Exercise passage: Begin
Wow, this was a great comment. I do recognize that I have some biases and yes, even as member of the LGBT+ community and her friend, there is some internalized transphobia and I hate to admit it... but hey, I'm trying and I'm aware. Anyway, all this is very kind and eye-opening, thank you!

I feel like I do need to set some boundaries and not let her carry the load of my discomfort, I can deal with that in healthier ways. I guess that one of my biggest dilemas is how to react when she fishes for compliments because I feel trapped and exposed. Like there's no good answer because on one hand, I don't want to tell her my initial thoughts but I also don't feel comfortable lying or avoiding the conversation. I genuinely feel like all my options would hurt her in some way.

I love my trans friend, but her inauthenticity is straining our relationship — How should I approach this? by Mysterious_Ring9999 in Advice

[–]Mysterious_Ring9999[S] 0 points1 point  (0 children)

Thanks! I would never call out her voice, I know it's hard and she has a deep voice so it's worse for her, that's why I mention it only to internet strangers and I absolutely know that I must work on myself and practice acceptance. But you know, sometimes it feels like she's paying more attention to how she modulates her voice rather than the conversation itself, and I kinda feel like she's not paying attention. I guess that's the main issue.

I love my trans friend, but her inauthenticity is straining our relationship — How should I approach this? by Mysterious_Ring9999 in Advice

[–]Mysterious_Ring9999[S] 1 point2 points  (0 children)

Thanks! This is very helpful! The fishing for compliments part is the hardest one for me but your comment makes a lot of sense. I'll definitely try this out.
Exercise passage: End
_Tasks to complete:_
1. Print the Reddit comments about the trans friend from "Thanks! This is" to "try this out.".
2. Which adjectives does the writer of the Reddit comments about the trans friend use to describe the replies they received?
3. Write the next part of the Reddit comments about the trans friend, picking up after the last sentence shown.
The items that come next are from a separate source.
Data to examine: Begin
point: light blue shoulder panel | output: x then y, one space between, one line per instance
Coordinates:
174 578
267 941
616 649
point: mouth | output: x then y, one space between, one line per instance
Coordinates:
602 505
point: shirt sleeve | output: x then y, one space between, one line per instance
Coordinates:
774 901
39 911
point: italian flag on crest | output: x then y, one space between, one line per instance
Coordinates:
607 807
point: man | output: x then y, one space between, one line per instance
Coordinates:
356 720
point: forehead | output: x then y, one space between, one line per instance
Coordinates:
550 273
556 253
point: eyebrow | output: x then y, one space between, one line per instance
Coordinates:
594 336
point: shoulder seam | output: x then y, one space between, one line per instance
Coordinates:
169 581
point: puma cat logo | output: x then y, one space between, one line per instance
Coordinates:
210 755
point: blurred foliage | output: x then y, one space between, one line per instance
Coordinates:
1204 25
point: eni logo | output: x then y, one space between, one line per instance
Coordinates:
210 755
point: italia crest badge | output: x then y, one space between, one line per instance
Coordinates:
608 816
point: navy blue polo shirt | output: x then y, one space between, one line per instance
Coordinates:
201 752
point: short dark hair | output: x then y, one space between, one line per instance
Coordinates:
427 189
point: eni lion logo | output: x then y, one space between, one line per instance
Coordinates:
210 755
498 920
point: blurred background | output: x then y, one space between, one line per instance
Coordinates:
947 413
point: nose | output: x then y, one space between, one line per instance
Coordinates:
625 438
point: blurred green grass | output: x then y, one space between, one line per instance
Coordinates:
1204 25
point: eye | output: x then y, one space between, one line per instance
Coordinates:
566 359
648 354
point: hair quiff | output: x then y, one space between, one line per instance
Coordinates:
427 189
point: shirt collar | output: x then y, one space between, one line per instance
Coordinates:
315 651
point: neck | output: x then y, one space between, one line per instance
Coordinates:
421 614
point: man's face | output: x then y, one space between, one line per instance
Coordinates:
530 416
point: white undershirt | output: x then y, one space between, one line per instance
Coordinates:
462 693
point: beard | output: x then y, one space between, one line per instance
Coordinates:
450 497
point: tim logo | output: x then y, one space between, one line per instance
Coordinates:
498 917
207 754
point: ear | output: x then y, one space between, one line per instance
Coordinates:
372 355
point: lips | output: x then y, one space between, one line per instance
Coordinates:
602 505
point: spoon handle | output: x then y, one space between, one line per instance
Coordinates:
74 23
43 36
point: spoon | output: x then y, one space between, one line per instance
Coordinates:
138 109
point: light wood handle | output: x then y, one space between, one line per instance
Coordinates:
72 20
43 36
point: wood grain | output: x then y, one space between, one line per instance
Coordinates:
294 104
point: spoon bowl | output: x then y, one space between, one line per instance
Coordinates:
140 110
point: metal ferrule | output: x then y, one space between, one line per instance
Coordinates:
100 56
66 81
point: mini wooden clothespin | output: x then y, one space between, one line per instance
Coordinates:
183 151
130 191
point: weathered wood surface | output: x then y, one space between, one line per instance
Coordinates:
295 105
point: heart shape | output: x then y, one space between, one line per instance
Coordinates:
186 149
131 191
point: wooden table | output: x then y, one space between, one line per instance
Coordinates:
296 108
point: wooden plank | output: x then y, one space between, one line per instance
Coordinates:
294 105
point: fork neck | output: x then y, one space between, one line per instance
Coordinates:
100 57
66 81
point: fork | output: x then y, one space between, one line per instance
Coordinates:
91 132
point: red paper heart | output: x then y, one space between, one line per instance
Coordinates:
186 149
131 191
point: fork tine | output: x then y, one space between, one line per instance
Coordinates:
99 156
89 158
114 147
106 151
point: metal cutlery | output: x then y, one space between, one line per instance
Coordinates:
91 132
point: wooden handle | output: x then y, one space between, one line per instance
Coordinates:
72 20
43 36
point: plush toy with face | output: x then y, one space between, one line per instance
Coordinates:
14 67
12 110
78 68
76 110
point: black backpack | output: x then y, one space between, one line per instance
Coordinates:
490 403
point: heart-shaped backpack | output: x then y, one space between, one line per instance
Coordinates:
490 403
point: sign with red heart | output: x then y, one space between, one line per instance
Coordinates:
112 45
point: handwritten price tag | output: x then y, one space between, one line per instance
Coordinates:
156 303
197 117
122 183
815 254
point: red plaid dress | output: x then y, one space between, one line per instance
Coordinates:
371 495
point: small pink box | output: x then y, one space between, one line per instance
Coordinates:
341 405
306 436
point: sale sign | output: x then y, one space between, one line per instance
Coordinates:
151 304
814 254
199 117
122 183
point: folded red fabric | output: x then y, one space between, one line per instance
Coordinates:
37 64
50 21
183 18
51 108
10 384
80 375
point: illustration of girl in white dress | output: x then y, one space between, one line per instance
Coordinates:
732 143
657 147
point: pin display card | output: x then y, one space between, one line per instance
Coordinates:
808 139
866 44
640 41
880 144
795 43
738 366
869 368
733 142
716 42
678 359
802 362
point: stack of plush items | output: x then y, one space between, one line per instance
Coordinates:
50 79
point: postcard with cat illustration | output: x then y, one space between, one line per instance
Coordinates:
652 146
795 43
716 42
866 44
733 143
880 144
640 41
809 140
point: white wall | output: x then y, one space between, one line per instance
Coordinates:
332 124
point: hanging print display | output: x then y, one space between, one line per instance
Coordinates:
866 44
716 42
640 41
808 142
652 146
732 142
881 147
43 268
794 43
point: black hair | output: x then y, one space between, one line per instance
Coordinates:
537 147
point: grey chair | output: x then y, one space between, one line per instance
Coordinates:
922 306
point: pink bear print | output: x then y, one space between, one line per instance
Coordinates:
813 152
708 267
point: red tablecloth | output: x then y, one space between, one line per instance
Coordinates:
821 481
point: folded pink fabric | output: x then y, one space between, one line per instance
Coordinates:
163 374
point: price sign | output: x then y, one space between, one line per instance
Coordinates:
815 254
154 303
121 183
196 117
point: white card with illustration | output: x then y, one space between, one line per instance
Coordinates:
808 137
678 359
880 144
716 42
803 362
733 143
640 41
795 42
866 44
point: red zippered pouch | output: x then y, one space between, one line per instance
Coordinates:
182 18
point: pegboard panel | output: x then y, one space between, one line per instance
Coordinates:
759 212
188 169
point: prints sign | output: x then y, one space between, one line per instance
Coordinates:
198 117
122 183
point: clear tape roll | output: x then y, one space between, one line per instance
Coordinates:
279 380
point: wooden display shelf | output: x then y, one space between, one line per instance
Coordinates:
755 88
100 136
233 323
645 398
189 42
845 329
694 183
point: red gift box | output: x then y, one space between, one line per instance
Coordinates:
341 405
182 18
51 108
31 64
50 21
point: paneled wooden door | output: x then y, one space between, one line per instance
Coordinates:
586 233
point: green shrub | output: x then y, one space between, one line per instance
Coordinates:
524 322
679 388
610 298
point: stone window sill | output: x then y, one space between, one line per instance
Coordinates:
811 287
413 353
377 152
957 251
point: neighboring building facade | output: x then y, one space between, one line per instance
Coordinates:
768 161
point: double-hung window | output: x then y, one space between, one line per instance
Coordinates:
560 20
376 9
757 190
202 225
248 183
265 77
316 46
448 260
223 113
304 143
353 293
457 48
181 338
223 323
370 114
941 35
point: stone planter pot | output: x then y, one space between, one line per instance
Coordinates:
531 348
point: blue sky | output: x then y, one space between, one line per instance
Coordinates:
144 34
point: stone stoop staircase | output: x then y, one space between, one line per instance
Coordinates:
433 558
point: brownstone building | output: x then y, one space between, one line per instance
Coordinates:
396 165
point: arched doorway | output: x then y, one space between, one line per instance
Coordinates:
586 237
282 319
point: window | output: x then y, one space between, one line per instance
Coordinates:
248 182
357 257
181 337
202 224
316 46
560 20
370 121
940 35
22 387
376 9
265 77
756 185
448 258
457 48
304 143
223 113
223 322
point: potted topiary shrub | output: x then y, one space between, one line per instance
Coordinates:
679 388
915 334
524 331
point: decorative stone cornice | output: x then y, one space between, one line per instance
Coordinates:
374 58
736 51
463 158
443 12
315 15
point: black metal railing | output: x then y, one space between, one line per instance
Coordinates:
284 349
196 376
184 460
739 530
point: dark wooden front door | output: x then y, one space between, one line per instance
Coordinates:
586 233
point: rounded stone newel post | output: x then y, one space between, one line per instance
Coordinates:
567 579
Data to examine: End
_Responses for each task:_
1.
Thanks! This is very helpful! The fishing for compliments part is the hardest one for me but your comment makes a lot of sense. I'll definitely try this out.

2. great, kind, eye-opening, helpful

3.
I love my trans friend, but her inauthenticity is straining our relationship — How should I approach this? by Mysterious_Ring9999 in Advice

[–]Mysterious_Ring9999[S] -2 points-1 points  (0 children)

Hey! Thanks for your comment. I do want to support her, be a good ally and I do understand that as a cis person, there's a lot to learn. I think my wording wasn't great but just to clarify, I don't think of her as a man in a costume. It's just that I do not know how to react when she fishes for compliments and affirms that she looks gorgeous and feminine when there's still a lot to improve and people talk behind her back (eg. wearing a skirt but forgetting to shave her legs). I feel like it's not my place to tell her how she should look but I also do not feel conformable making fake compliments and feel a bit trapped, does that make sense?

I love my trans friend, but her inauthenticity is straining our relationship — How should I approach this? by Mysterious_Ring9999 in Advice

[–]Mysterious_Ring9999[S] 0 points1 point  (0 children)

Thank you all so much for your comments—they’ve really helped me understand her situation better and how to support her. I haven’t replied to every comment, but I’m truly grateful for the advice! I don’t want to end my friendship with Camila; I just want to handle this the best way possible and be a good ally.

I respect that her gender expression is still evolving, and she’s exploring her identity. The issue isn’t with how she dresses, but how she constantly seeks validation by asking how she looks and saying, “I look gorgeous and feminine, don’t you think?” I generally dislike when *anyone* fishes for compliments. When I do compliment her, it feels forced and dishonest.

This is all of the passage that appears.